- _Text block_:
Giving hints of a possible downsizing in the public sector under the International Monetary Fund (IMF) Programme, he said the government might consider laying off some workers in the public sector.
Currently, the public sector is estimated to be employing more than 700,000 workforce.
Speaking at the opening ceremony of the sixth Ghana Economic Forum organised by the Business and Financial Times, he said the solution to the country’s graduate unemployment was a vibrant private sector.
The Senior Minister’s comments come at a time graduate unemployment is high in Ghana with private nurses and graduates of colleges of agriculture recently on the neck of government to employ them.
The statement also invokes memories of the 2015 when the Mahama Administration and the then running mate of the New Patriotic Party (NPP), Alhaji Dr Mahamudu Bawumia, jabbed the government for planning job cuts as part of the IMF Programme.
The Mahama Administration in a rebuttal had stated that the programme was about the rationalisation of the workforce and not downsizing.
The IMF Staff Report issued in April 2015 said in part: “The Government will undertake, with the assistance of development partners, a comprehensive plan to rationalise the size and increase the efficiency of the civil service and allied services on the payroll. The related strategic plan will be ready in December 2015, the results of which will inform the actual rationalisation of staff, which is expected to begin in 2017.”
Interestingly, in April this year, the Vice President, Alhaji Dr Mahamudu Bawumia assured public service workers of no lay-offs even though government has committed itself to completing the IMF programme.
According to him, the issue of worker lay-offs has not been brought to the table during government’s discussions with the IMF mission.
Ghana Economic Forum
The Ghana Economic Forum is an annual platform that brings together policy makers and the business community to deliberate on key economic development issues and also suggest possible solutions.
It was on the theme “ Ghanaian-Owned Economy: 60 Years After Independence.”
Diagnosing the unemployment challenges in the country, the Senior Minister traced the situation partly to courses being taught in the universities.

- _Provided material_:
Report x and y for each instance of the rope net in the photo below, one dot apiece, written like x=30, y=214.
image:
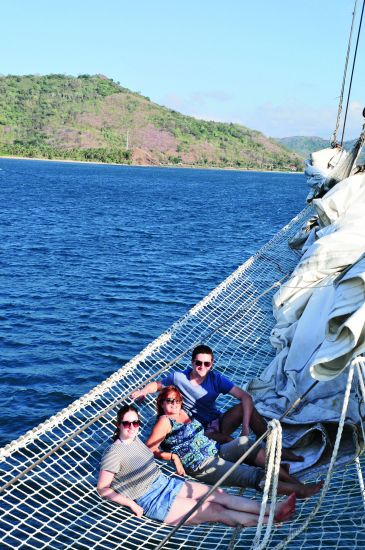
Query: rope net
x=48, y=497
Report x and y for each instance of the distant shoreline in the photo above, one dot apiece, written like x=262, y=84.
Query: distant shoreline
x=70, y=161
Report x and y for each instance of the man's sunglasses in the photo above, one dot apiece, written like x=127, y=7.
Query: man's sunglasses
x=127, y=424
x=199, y=363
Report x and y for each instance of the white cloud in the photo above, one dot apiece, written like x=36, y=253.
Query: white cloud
x=200, y=104
x=276, y=120
x=294, y=119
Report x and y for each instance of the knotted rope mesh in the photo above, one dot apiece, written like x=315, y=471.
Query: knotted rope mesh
x=48, y=497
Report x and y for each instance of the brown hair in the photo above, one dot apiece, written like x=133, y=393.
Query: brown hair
x=202, y=348
x=120, y=415
x=162, y=396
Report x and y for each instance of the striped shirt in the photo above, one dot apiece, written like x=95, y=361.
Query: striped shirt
x=133, y=465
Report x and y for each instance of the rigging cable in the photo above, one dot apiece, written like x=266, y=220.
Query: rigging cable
x=334, y=135
x=352, y=72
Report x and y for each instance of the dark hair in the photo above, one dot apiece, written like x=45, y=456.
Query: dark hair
x=120, y=415
x=162, y=396
x=202, y=348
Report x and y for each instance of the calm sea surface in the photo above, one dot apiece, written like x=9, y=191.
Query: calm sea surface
x=96, y=261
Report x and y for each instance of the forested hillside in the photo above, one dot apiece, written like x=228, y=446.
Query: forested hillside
x=93, y=118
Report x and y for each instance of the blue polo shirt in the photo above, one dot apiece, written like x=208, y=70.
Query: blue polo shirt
x=199, y=400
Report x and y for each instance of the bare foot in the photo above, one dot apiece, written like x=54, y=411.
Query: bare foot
x=309, y=489
x=285, y=510
x=289, y=455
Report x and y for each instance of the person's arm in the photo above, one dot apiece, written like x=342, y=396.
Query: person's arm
x=105, y=491
x=152, y=387
x=159, y=432
x=247, y=407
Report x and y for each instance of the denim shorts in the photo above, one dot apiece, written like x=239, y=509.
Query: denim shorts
x=156, y=503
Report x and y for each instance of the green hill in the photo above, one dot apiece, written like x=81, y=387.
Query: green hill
x=93, y=118
x=303, y=145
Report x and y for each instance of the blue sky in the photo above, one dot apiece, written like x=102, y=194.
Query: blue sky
x=273, y=65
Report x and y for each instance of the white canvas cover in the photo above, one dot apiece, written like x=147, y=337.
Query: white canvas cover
x=320, y=314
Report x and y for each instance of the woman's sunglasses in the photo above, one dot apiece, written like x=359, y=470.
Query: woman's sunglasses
x=127, y=424
x=200, y=363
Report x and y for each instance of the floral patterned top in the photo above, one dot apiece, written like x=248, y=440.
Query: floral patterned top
x=189, y=442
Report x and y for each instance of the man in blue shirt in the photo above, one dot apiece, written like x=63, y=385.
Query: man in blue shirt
x=200, y=386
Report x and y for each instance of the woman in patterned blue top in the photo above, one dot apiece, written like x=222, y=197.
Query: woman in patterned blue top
x=182, y=441
x=129, y=476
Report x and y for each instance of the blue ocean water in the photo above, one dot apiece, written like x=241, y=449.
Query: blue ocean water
x=96, y=261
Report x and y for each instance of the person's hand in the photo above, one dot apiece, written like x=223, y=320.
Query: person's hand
x=136, y=509
x=178, y=465
x=138, y=394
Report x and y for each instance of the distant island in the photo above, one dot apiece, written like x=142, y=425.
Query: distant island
x=93, y=118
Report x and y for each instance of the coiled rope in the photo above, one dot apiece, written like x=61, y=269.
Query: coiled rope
x=326, y=485
x=272, y=467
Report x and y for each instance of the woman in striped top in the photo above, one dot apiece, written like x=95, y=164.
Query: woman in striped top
x=129, y=476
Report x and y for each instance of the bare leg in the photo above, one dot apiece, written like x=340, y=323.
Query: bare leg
x=212, y=512
x=195, y=491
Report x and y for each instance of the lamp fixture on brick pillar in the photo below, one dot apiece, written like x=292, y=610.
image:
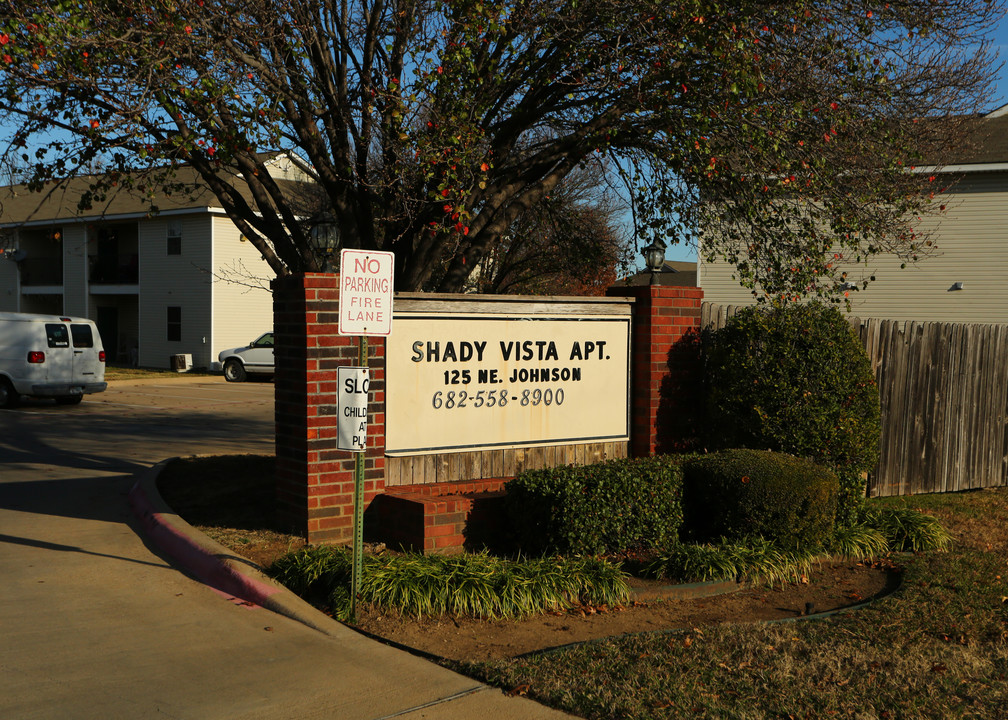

- _Tasks for this exercise_:
1. In the article on Ghana's public sector jobs, about how many workers is the public sector estimated to employ?
2. Using the article on Ghana's public sector jobs, explain the reason the Vice President gave for assuring public service workers there would be no lay-offs.

- _Replies_:
1. More than 700,000.

2. He said the issue of worker lay-offs had not been raised in the government's talks with the IMF mission. He gave this assurance even though the government had committed to completing the IMF program.